JOB A →
Find every line in the listing below that contains the word "picture" and copy each such line in full.

Static Topic Bridges

Article 334A — The Women's Reservation Trigger Mechanism

Article 334A was inserted into the Constitution by the 106th Constitutional Amendment Act, 2023 (also known as the Nari Shakti Vandan Adhiniyam). It reserves one-third of all directly elected seats in the Lok Sabha and state legislative assemblies for women — including one-third of SC/ST reserved seats. However, the 2023 Act tied implementation to two prior conditions: completion of the first Census after the Act's enactment, and a subsequent delimitation exercise based on that Census data.

  • Inserted by the 106th Constitutional Amendment Act, passed September 20–21, 2023
  • Reservation quantum: not less than one-third of total seats
  • Sub-reservation for women from SC/ST categories within existing reserved seats
  • Duration: 15 years from commencement of reservation (extendable by Parliament)
  • Also covers the Delhi Legislative Assembly via amendment to Article 239AA
  • Implementation trigger (as per 2023 Act): post-Census + post-delimitation

Connection to this news: The 131st Amendment Bill 2026 proposes to delink the women's reservation from the Census condition — allowing delimitation to proceed before the next Census is completed. This is the central operative purpose of the legislative package.


The 106th Constitutional Amendment Act, 2023 — Nari Shakti Vandan Adhiniyam

Passed during a special session of Parliament in September 2023, this landmark amendment constitutionally mandated 33% reservation for women in the Lok Sabha, all state assemblies, and the Delhi assembly. It was the culmination of over two decades of legislative attempts beginning with the Women's Reservation Bill first introduced in 1996. It passed Lok Sabha with 454 votes for and 2 against; the Rajya Sabha passed it unanimously.

JOB B →
Write out the passage on women's reservation above from "Passed during a" to "passed it unanimously.", reproducing the wording precisely.

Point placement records
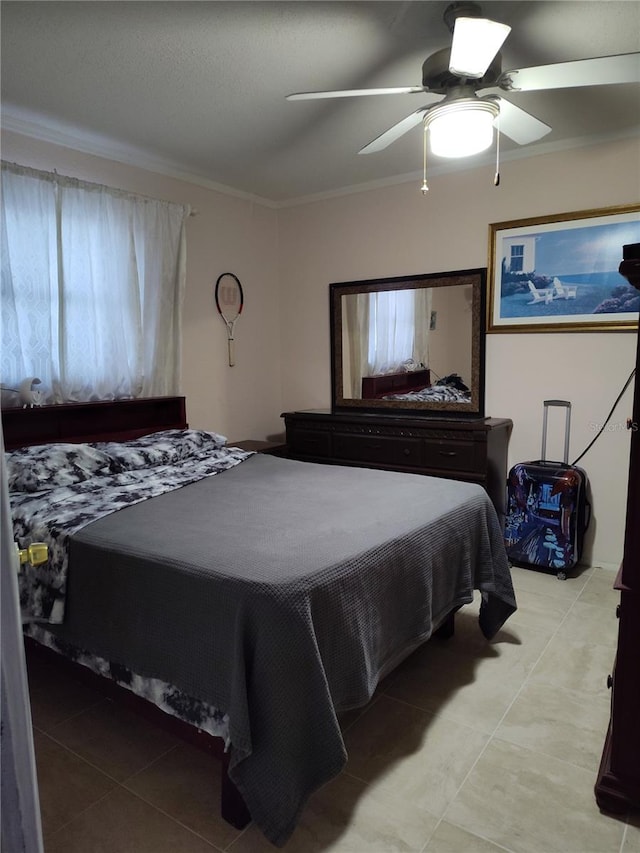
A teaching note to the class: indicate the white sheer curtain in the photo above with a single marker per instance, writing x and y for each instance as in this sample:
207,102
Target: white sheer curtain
92,287
391,329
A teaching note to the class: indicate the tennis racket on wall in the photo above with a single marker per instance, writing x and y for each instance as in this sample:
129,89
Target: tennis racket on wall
229,302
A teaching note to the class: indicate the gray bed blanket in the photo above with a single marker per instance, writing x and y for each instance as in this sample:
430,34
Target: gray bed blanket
280,591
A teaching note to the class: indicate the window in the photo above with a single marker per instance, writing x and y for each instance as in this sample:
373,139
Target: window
517,259
391,329
92,283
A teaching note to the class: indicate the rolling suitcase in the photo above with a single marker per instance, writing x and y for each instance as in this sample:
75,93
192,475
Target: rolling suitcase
547,508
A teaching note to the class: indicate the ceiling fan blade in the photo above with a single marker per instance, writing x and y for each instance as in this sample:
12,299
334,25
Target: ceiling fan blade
475,43
520,125
600,71
353,93
395,132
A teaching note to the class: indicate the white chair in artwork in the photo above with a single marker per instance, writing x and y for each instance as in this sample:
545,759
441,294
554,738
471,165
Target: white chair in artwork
564,291
541,294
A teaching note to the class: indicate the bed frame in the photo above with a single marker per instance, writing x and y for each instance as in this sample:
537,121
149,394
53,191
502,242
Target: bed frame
118,421
378,386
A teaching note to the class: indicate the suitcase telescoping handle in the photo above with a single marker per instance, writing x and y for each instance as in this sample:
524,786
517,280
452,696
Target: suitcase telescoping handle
567,406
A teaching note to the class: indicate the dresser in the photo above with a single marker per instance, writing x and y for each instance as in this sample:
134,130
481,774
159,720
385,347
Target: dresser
618,783
471,450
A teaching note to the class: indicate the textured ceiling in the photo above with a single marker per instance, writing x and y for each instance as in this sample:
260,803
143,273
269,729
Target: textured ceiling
198,88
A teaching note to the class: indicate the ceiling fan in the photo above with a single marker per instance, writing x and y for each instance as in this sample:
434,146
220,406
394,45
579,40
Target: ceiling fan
462,122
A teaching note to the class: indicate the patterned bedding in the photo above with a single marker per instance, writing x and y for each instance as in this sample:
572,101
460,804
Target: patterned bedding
278,591
52,514
433,394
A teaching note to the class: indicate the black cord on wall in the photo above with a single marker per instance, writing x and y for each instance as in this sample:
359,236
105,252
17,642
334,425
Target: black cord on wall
601,430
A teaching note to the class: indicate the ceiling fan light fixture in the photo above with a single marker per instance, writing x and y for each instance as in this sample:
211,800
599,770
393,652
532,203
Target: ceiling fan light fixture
475,43
461,128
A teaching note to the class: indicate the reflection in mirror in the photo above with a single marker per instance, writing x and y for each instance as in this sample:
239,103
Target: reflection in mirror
410,343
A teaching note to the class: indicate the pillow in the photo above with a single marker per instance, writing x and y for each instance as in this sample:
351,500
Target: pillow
46,466
159,448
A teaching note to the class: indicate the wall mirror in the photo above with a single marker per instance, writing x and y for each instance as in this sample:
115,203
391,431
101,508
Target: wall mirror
410,344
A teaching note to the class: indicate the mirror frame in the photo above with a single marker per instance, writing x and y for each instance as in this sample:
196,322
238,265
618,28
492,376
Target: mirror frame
477,278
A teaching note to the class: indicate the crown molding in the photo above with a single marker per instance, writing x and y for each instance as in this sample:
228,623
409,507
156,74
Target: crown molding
50,130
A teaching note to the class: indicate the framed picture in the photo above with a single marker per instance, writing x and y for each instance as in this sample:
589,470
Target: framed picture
560,273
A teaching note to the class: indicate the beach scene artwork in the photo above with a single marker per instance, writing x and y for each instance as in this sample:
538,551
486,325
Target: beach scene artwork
565,272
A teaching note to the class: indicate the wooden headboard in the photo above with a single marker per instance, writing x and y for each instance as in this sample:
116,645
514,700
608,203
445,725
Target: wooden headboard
104,421
375,387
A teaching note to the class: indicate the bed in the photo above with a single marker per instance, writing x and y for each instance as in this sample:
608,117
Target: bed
415,386
255,597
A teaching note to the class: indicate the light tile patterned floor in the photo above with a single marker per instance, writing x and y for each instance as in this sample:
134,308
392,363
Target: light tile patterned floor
469,747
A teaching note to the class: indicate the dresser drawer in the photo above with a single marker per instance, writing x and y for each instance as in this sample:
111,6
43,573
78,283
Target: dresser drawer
379,449
452,455
308,442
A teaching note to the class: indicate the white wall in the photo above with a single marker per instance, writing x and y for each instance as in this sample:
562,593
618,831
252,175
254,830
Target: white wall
282,348
228,235
396,231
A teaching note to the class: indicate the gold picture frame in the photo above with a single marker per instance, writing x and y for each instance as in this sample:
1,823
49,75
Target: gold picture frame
559,273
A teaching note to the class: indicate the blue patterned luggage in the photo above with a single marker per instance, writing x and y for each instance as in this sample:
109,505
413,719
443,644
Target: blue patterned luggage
548,510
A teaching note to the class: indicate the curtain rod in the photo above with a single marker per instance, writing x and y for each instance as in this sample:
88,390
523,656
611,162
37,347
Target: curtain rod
55,177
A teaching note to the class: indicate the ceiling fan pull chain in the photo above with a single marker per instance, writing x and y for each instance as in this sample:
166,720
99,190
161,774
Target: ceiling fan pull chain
425,188
496,177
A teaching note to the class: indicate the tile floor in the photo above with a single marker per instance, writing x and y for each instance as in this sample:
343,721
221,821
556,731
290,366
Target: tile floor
469,747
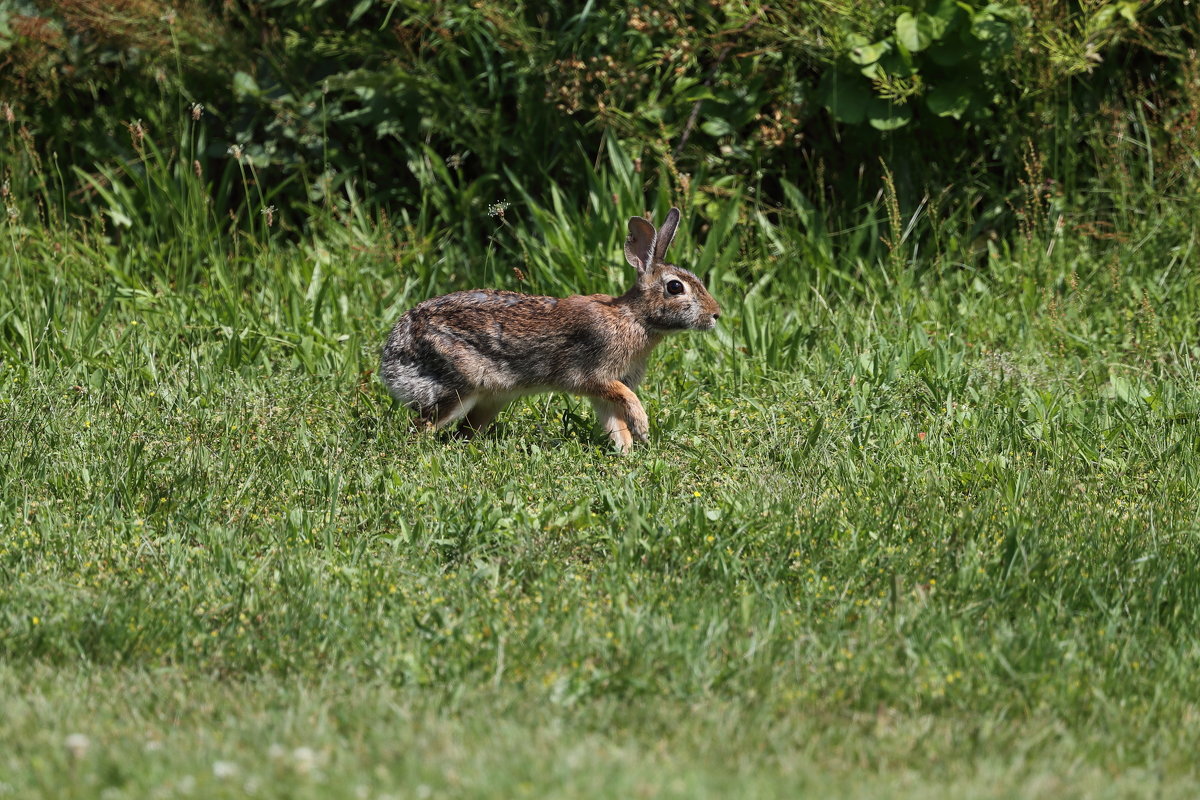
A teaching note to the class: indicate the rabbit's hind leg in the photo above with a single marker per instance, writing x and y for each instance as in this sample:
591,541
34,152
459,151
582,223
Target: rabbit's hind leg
448,409
480,415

ANSWER A →
A teaching note to the class: indicate the framed picture in the photo above with a single marker per instance, writing x and y for each instance as in this sample:
Target: framed picture
A teaching note to the class: indicate the gold picture frame in the photo above with a single marker per instance, writing x and y for each instance as in this sample:
Target: gold picture frame

ANSWER B →
Passed during a special session of Parliament in September 2023, this landmark amendment constitutionally mandated 33% reservation for women in the Lok Sabha, all state assemblies, and the Delhi assembly. It was the culmination of over two decades of legislative attempts beginning with the Women's Reservation Bill first introduced in 1996. It passed Lok Sabha with 454 votes for and 2 against; the Rajya Sabha passed it unanimously.